Extracto del documento:
◇ ◇ ◇ ◇ ◇

El justo vivirá por su fidelidad. ¡Señor, auméntanos la fe!

El profeta recibe, por fin, la respuesta de Dios, una respuesta, sin embargo, enigmática, una visión que se ha de cumplir sin falta, pero a largo tiempo, hay que esperar, tener paciencia: “el malvado sucumbirá sin remedio; el justo, en cambio, vivirá por su fe”. Dios le responde al profeta que se fíe, que viva en fe, convencido de que Dios sabe lo que hace, que Dios sabe más. También nosotros –así debería ser- ante esas situaciones difíciles, dolorosas, desesperantes, podemos responder con fe, confianza, abandono, y viene la humildad, la aceptación, la paz.

Es verdad que la fe puede ser muy débil, muy pequeña, más pequeña todavía que un grano de mostaza. Por eso necesitamos, como los apóstoles, decirle a Jesús: “Señor, auméntanos la fe”. La fe es como una semilla que está hecha para crecer. Al niño le perdonamos la rabieta, que se bata y patalee, y hasta que nos tire la chancleta… porque es niño. Pero ¡cuántos adultos –en edad que no en vida espiritual- reaccionamos así con Dios, como niños enfadados, porque parece no hacer nada y hasta calla, silencio que interpretamos como olvido y desatención. Como los apóstoles, entonces hay que pedir fe, crecimiento en la fe. Y tener paciencia, esperar. “Si se tarda espéralo, pues llegará sin falta”. La fe da paciencia para esperar y la espera paciente fortalece la fe.

Si tuvieran fe como un granito de mostaza...

Jesús aprovecha la petición de los apóstoles para mostrar el poder de la fe: “si tuvieran fe, podrían decir a ese árbol “plántate en el mar” y les obedecería”. La fe es capaz de hacer que desaparezcan los muros que se nos ponen delante o, al menos, encontrar el modo de esquivarlos o saltarlos. Tantos problemas que parecen insolubles, tantas situaciones que nos desesperan, tantas contrariedades que nos dejan en obscuridad y da la impresión de que ya nada tiene sentido, que se nos escapa la felicidad… quedarían reducidos a poquita cosa con un poco de fe que tuviéramos. ¡Pero no basta cualquier fe! Fe es fiarse de Dios, de su palabra, no un sentimiento o confianza ciega en que Dios va a terminar por hacer lo que yo quiero. Nuestra fe cristiana es fe en un crucificado que, después, resucitó, no en uno que, como tenía tanta fe, Dios lo bajó de la cruz. La fe adulta no vuelve a plantar los árboles que Dios, tal vez a través de las circunstancias de la vida, ha arrancado, sino que los lanza bien lejos. La fe adulta cree posible que arraiguen de nuevo las matas que nuestros pecados han arrancado, incluso estando ya secas.

◇ ◇ ◇ ◇ ◇

Datos de origen:
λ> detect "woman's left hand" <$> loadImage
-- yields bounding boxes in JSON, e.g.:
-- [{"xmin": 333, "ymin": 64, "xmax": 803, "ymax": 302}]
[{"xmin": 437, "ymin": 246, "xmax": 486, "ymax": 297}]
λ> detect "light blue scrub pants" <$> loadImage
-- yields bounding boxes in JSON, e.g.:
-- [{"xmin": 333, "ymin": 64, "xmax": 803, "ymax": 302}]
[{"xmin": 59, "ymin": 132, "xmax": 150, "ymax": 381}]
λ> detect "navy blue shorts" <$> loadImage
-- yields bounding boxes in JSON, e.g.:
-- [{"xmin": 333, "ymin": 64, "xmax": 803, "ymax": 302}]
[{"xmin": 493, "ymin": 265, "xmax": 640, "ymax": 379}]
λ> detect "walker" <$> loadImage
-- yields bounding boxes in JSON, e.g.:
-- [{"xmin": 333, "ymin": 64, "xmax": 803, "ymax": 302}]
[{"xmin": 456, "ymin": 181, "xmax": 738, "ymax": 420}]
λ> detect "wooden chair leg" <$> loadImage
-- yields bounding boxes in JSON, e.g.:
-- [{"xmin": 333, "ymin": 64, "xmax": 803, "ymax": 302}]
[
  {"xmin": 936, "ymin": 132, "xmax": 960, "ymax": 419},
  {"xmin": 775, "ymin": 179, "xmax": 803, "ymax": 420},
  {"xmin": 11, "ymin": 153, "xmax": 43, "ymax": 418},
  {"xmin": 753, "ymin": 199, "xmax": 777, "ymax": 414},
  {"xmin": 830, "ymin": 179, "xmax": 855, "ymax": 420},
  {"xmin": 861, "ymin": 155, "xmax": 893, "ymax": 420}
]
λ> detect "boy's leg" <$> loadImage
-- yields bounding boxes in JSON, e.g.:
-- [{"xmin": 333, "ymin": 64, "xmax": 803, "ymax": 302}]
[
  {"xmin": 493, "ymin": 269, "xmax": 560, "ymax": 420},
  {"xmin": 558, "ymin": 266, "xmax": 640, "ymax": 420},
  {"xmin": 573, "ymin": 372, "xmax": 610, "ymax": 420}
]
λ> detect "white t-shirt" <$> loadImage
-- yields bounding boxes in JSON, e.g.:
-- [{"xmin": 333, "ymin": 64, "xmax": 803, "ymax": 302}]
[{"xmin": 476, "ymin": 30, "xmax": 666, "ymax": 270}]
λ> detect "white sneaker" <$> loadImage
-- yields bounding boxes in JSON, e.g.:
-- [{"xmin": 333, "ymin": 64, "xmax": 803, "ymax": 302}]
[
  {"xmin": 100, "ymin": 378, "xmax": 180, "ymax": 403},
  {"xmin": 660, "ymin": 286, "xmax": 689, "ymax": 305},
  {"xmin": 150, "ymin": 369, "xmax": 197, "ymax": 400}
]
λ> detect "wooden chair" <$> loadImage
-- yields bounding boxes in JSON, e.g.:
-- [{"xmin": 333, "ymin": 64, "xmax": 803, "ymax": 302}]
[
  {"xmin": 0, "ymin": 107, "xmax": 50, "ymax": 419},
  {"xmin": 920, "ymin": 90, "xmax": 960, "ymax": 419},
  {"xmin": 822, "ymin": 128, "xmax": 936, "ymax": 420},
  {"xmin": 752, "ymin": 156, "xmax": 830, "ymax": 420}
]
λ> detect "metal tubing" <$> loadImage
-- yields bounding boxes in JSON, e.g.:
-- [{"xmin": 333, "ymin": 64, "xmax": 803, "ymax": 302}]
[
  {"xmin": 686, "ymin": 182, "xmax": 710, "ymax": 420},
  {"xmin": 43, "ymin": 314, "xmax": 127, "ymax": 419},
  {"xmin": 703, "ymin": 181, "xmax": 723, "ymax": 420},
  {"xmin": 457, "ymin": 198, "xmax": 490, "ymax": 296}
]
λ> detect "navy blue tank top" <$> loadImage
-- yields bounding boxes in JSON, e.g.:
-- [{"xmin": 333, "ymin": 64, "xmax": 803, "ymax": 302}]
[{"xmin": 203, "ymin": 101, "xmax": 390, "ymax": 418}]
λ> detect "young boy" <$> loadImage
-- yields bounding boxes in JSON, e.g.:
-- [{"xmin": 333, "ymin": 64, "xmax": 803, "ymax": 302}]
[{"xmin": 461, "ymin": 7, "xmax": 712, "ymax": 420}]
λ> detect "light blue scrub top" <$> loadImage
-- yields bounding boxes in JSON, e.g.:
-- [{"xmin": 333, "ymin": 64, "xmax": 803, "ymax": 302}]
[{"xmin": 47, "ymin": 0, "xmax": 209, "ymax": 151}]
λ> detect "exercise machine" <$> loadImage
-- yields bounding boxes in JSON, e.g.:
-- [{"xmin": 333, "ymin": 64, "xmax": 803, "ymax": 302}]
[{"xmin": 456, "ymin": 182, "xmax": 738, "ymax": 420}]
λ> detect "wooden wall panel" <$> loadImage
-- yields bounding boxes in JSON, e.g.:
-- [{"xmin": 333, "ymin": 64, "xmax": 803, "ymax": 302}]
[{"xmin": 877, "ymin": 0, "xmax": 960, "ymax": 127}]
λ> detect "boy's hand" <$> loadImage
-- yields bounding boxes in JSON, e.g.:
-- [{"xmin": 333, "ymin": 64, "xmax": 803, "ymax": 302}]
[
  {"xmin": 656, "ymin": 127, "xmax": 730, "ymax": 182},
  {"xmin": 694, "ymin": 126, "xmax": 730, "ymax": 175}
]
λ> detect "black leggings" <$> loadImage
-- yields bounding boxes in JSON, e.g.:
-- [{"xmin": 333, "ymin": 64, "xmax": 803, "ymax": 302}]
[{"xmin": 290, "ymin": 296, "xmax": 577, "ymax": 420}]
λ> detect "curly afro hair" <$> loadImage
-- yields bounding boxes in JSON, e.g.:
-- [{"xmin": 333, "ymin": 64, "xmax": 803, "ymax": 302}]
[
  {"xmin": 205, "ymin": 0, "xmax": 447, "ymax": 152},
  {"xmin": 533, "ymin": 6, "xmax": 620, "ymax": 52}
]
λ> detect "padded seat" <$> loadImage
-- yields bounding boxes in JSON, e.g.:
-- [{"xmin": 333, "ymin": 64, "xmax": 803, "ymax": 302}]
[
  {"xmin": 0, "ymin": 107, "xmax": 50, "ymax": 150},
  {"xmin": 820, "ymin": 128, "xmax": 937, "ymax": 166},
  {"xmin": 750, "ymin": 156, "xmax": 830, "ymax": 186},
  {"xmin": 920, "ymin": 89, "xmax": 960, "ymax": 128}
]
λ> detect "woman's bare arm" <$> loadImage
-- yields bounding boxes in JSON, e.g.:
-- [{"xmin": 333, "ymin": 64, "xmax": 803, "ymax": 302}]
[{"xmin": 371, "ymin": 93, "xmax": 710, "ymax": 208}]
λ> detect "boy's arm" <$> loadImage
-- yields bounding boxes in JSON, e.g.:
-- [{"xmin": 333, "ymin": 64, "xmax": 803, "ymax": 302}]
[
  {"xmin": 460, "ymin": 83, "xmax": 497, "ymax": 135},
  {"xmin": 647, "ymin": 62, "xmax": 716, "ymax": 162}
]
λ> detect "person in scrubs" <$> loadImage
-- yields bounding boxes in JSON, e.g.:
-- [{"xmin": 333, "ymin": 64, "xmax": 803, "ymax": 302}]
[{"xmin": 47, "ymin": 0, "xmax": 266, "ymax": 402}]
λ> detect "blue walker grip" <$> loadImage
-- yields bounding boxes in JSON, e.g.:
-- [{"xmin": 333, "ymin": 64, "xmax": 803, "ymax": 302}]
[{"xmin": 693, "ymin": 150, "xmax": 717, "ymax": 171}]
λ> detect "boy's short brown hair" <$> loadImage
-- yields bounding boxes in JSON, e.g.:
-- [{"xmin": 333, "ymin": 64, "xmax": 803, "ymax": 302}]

◇ ◇ ◇ ◇ ◇

Orden de trabajo 1:
Responde estas preguntas sobre el texto acerca de la fe:
(a) ¿Qué le dicen los apóstoles a Jesús?
(b) ¿Con qué compara el texto la fe, que está hecha para crecer?
(c) ¿Qué podrían decirle a ese árbol quienes tuvieran fe?
Orden de trabajo 2: Reproduce literalmente el pasaje del texto acerca de la fe que empieza en "Es verdad que" y termina en "granito de mostaza...".

Respuesta final 1:
(a) Le dicen: "Señor, auméntanos la fe".
(b) La compara con una semilla.
(c) Podrían decirle: "plántate en el mar".

Respuesta final 2:
Es verdad que la fe puede ser muy débil, muy pequeña, más pequeña todavía que un grano de mostaza. Por eso necesitamos, como los apóstoles, decirle a Jesús: “Señor, auméntanos la fe”. La fe es como una semilla que está hecha para crecer. Al niño le perdonamos la rabieta, que se bata y patalee, y hasta que nos tire la chancleta… porque es niño. Pero ¡cuántos adultos –en edad que no en vida espiritual- reaccionamos así con Dios, como niños enfadados, porque parece no hacer nada y hasta calla, silencio que interpretamos como olvido y desatención. Como los apóstoles, entonces hay que pedir fe, crecimiento en la fe. Y tener paciencia, esperar. “Si se tarda espéralo, pues llegará sin falta”. La fe da paciencia para esperar y la espera paciente fortalece la fe.

Si tuvieran fe como un granito de mostaza...